=== EXERCISE REQUIREMENTS ===
Beginning with the line that contains "Q: innermost point of each instance of the small plant" in the material below, print each line exactly until the line that contains "Q: innermost point of each instance of the water" has been printed, then stop.
++++ PROVIDED RECORDS ++++
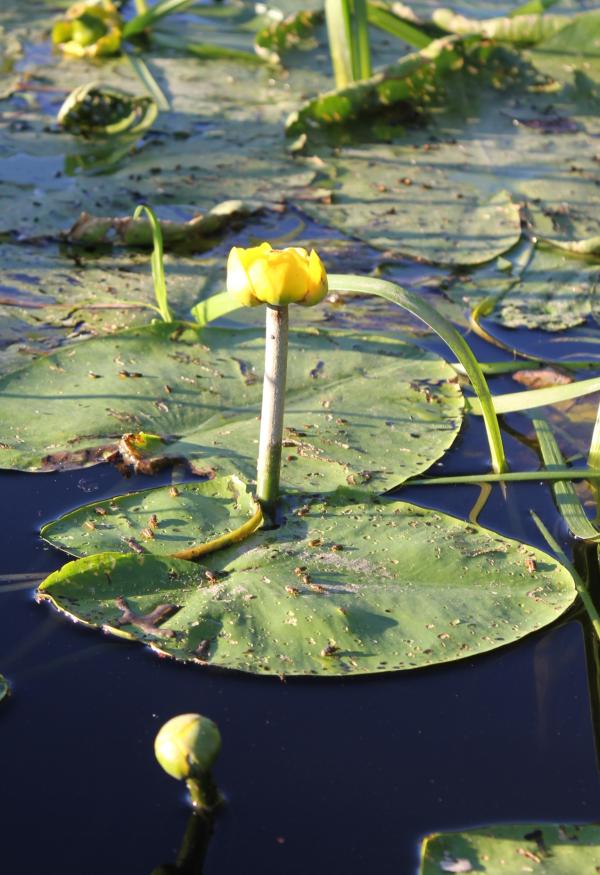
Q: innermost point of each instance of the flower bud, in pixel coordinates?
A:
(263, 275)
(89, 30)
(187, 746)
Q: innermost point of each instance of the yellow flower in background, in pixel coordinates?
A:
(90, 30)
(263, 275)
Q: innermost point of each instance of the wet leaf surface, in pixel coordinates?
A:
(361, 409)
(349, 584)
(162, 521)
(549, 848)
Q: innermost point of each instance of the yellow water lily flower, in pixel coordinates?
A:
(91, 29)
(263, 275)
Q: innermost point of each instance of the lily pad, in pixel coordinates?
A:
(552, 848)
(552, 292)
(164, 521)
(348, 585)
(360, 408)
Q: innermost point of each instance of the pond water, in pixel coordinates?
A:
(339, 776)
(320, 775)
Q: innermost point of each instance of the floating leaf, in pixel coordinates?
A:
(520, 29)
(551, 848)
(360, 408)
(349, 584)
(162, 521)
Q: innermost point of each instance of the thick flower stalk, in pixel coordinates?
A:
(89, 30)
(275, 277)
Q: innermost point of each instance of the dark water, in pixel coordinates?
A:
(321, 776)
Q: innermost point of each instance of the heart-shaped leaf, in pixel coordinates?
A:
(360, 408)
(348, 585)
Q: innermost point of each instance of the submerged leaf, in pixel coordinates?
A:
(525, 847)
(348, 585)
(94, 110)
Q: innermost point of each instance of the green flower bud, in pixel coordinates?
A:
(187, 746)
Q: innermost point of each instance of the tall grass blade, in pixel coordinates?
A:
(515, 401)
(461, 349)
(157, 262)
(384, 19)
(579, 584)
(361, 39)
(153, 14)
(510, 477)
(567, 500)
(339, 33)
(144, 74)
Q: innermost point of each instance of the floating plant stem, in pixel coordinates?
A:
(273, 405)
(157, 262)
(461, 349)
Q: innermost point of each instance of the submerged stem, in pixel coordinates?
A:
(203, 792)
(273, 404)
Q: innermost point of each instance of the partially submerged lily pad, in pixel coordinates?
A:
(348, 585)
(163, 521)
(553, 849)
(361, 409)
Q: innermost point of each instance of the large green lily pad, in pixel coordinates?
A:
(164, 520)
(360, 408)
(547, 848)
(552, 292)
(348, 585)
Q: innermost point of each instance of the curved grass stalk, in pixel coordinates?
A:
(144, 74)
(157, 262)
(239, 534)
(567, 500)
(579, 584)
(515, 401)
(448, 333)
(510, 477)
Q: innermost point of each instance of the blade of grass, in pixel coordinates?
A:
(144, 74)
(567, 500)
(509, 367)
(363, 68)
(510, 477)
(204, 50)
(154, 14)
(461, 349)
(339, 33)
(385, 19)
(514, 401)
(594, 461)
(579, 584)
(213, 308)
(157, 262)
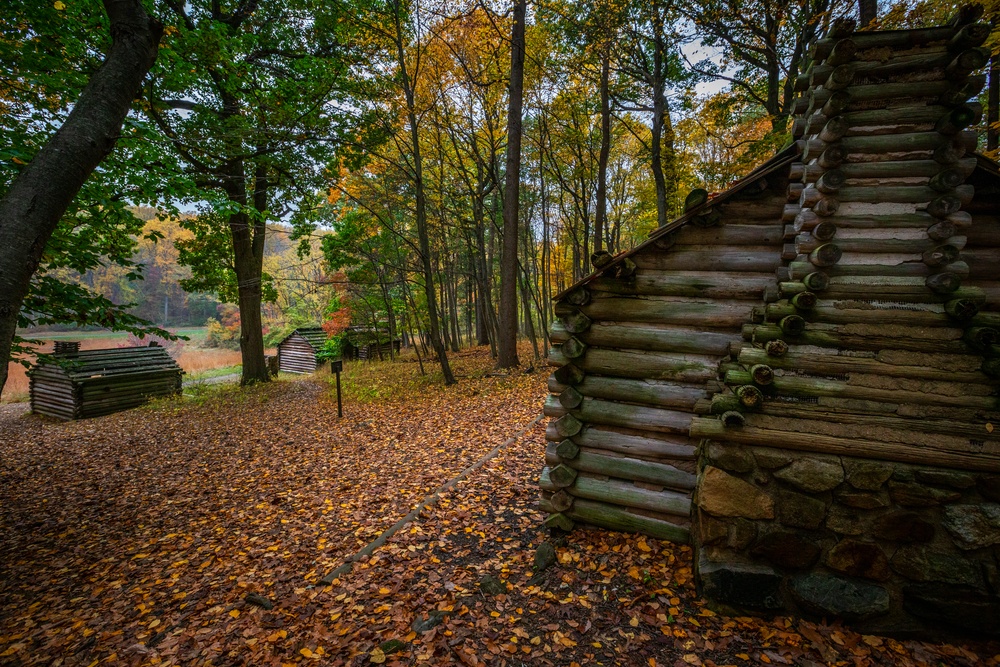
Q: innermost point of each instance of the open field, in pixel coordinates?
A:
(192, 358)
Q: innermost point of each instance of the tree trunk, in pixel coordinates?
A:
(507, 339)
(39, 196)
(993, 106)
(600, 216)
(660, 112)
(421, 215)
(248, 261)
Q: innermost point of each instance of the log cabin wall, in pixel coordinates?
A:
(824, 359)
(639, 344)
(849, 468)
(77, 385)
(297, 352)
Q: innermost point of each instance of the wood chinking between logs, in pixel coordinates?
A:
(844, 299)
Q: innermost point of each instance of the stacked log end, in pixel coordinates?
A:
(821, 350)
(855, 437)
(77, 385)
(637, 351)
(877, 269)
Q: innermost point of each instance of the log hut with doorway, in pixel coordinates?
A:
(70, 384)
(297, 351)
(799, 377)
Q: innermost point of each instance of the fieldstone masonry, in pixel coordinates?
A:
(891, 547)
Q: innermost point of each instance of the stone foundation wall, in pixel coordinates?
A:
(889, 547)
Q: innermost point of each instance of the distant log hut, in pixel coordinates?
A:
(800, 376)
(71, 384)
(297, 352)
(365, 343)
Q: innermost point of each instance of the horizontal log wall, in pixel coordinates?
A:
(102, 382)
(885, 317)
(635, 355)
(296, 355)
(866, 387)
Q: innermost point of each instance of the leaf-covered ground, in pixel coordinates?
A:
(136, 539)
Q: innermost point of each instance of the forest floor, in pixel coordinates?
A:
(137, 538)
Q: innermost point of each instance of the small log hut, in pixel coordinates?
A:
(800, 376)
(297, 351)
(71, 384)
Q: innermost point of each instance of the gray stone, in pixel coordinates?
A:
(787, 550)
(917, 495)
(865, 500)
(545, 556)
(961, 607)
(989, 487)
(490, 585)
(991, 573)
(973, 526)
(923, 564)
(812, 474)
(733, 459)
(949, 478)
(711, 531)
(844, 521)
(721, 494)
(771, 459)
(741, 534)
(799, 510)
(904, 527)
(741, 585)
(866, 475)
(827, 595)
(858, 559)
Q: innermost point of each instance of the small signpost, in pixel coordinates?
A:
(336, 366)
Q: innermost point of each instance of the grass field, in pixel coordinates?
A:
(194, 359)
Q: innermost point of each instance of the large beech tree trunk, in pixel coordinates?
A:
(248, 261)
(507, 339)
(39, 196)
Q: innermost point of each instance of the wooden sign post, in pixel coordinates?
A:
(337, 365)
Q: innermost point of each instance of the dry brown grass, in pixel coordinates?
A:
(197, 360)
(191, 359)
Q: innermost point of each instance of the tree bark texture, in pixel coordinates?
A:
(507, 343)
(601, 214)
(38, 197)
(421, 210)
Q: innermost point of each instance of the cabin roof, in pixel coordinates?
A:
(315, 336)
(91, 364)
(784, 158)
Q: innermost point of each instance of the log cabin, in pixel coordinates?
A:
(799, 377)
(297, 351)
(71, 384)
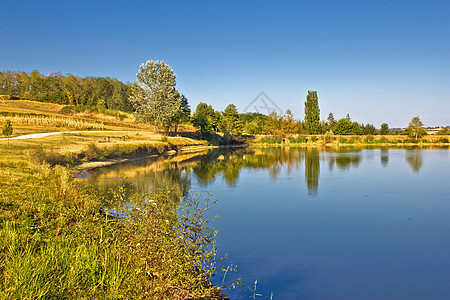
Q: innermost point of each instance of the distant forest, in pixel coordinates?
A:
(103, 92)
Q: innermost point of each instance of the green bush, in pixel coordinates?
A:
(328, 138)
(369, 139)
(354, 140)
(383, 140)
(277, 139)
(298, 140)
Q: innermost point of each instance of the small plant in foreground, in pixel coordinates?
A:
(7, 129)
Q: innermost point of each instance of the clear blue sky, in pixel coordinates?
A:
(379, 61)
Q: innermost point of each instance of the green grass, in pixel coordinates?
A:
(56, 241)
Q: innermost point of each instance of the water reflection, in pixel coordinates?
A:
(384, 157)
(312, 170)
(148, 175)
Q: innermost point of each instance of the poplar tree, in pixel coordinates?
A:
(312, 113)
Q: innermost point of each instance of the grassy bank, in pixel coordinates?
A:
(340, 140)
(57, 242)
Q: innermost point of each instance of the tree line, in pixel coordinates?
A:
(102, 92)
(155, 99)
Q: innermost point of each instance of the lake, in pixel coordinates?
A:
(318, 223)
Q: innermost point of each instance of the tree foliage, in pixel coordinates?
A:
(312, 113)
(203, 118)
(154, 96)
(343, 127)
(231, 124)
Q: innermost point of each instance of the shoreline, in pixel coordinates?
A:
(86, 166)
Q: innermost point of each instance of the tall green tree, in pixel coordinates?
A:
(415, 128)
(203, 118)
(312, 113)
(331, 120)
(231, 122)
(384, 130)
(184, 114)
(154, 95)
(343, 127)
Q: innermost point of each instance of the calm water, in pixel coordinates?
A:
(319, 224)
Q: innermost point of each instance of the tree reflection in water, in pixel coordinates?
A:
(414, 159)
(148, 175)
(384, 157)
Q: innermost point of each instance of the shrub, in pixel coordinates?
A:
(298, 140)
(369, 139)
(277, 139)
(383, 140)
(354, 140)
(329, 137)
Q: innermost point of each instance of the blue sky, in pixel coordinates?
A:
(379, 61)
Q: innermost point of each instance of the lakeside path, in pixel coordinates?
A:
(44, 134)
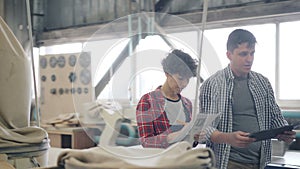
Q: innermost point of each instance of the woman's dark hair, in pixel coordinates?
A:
++++
++++ PROVIDED RECORDS ++++
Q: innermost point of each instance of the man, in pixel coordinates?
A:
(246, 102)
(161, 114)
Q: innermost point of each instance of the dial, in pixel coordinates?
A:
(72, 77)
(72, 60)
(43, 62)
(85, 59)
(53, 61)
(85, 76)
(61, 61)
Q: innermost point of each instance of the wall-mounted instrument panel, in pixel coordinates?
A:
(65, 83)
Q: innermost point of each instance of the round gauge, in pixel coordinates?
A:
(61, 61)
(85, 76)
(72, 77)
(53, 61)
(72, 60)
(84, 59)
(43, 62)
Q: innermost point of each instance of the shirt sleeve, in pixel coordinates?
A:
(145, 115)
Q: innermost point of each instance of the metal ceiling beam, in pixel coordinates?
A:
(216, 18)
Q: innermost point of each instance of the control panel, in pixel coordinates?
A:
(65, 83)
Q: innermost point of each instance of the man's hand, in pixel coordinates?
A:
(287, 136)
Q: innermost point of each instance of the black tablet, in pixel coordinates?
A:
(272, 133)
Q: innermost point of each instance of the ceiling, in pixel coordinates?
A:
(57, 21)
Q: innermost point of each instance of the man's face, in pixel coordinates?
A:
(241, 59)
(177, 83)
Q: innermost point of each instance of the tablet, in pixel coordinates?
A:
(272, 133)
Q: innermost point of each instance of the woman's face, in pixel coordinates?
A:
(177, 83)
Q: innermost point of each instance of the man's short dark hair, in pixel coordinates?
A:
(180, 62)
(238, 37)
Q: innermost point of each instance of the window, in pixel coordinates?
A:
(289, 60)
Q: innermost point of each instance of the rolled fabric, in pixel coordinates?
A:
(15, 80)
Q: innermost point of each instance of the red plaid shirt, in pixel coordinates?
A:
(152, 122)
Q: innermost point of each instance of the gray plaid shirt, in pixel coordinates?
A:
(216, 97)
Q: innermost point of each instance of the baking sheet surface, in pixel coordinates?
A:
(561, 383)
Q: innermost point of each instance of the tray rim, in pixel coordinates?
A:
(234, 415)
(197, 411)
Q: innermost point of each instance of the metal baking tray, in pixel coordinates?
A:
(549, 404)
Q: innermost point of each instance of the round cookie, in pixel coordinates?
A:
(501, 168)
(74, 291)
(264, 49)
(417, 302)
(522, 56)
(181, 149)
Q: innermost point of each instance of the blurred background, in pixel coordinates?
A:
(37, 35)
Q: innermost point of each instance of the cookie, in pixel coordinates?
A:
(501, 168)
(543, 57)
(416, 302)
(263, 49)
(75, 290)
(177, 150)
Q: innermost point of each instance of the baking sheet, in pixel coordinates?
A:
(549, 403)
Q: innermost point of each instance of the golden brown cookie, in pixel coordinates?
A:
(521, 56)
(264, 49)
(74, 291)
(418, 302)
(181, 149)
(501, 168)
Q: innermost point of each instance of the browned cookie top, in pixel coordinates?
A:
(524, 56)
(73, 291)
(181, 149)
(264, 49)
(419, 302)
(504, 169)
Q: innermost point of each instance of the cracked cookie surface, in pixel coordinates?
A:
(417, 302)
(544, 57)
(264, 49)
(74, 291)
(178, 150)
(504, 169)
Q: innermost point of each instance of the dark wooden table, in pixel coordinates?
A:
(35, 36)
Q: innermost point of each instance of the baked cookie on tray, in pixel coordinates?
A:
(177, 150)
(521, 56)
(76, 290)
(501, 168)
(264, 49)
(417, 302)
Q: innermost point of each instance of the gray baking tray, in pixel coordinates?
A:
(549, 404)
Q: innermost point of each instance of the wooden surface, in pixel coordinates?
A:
++++
=== PROBLEM SOLUTION ===
Q: innermost point of each instance of the small plant in foreground, in pixel coordinates?
A:
(7, 129)
Q: innermost point of each instance of the clear blue sky, in pixel coordinates?
A:
(379, 61)
Q: innermost point of each instance of the green grass, in pixel coordinates?
A:
(56, 241)
Q: innermost point of each instance of the water reflection, in pixel coordinates?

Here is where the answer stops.